# [Page excerpt]
------------------------------------

Have you ever seen code like this?
mov ecx, 1
push rcx
What is going on here? It appears that the code is pushing a 64-bit value and the upper 32-bits are uninitialized. No further clues arise from scouring through the instruction set reference for MOV in Volume 2B of the Intel® 64 and IA-32 Architectures Software Developer’s Manual, where it says, "Both operands must be the same size, which can be a byte, a word, a doubleword, or a quadword." (page 3-641).
Is this a compiler bug? Well, I posed that question to the Microsoft Visual C++ gurus a while back and they pointed me to another part of the devref, this time section 3.4.1.1 of Volume 1, where it says:
When in 64-bit mode, operand size determines the number of valid bits in the destination general-purpose register:
- 64-bit operands generate a 64-bit result in the destination general-purpose register.

------------------------------------

# [Supplied entries]
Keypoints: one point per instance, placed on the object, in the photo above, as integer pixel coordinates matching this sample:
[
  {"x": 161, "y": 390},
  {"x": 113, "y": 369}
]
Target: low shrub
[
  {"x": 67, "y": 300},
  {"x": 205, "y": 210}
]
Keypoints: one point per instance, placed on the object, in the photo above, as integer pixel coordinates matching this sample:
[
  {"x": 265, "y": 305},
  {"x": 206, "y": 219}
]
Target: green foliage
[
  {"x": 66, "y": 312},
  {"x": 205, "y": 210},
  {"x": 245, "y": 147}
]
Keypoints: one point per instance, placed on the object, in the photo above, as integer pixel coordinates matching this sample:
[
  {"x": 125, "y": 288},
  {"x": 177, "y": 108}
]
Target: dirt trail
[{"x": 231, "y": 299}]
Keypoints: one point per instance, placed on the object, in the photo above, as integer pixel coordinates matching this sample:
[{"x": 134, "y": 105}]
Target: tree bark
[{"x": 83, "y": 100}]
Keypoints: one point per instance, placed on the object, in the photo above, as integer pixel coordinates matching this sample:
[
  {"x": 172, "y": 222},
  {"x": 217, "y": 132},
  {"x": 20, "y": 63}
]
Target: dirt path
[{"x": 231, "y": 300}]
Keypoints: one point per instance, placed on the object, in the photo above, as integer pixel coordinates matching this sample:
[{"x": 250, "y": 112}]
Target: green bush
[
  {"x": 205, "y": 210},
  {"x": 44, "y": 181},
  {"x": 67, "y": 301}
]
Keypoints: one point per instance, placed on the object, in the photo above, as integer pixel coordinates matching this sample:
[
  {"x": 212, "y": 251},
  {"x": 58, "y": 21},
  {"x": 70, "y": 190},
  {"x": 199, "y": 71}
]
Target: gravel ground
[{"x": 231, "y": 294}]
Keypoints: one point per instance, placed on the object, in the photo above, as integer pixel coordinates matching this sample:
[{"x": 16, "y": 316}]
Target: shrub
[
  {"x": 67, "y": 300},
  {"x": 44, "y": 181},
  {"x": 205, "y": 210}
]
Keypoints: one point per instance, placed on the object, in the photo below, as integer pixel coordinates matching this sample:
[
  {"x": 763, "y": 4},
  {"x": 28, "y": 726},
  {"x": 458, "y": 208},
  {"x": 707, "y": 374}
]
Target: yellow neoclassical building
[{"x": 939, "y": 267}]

------------------------------------

# [Task set]
**A)** Answer these about the article on 64-bit MOV behavior:
(i) Which register does the code push?
(ii) On what page of Volume 2B is the MOV reference quoted?
(iii) Which section of Volume 1 did the Microsoft Visual C++ gurus point to?
**B)** From the article on 64-bit MOV behavior, extract the passage that begins at the words "Is this a compiler" and stops after the words "destination general-purpose register.".
**C)** Write what comes next in the article on 64-bit MOV behavior, starting after its last sentence.
The entries are separate material, apart from the article on 64-bit MOV behavior.

# [Answer set]
**A)**
(i) rcx
(ii) Page 3-641
(iii) Section 3.4.1.1

**B)**
Is this a compiler bug? Well, I posed that question to the Microsoft Visual C++ gurus a while back and they pointed me to another part of the devref, this time section 3.4.1.1 of Volume 1, where it says:
When in 64-bit mode, operand size determines the number of valid bits in the destination general-purpose register:
- 64-bit operands generate a 64-bit result in the destination general-purpose register.

**C)**
- 32-bit operands generate a 32-bit result, zero-extended to a 64-bit result in the destination general-purpose register.
- 8-bit and 16-bit operands generate an 8-bit or 16-bit result. The upper 56 bits or 48 bits (respectively) of the destination general-purpose register are not be modified by the operation. If the result of an 8-bit or 16-bit operation is intended for 64-bit address calculation, explicitly sign-extend the register to the full 64-bits.
Notice that in 64-bit mode, when the destination is a 32-bit general-purpose register, the upper 32-bits of the same register are zeroed!
Well, I didn't quite believe it, so I went to my handy American Arium and set up a test case. First, I initialized RCX to a known value. Then I stepped over an instruction which reloaded RCX with another value. Then I stepped over an instruction that just did a MOV ECX. See the pictures below.
Sure enough! The upper 32-bits are zeroed and a mystery is solved.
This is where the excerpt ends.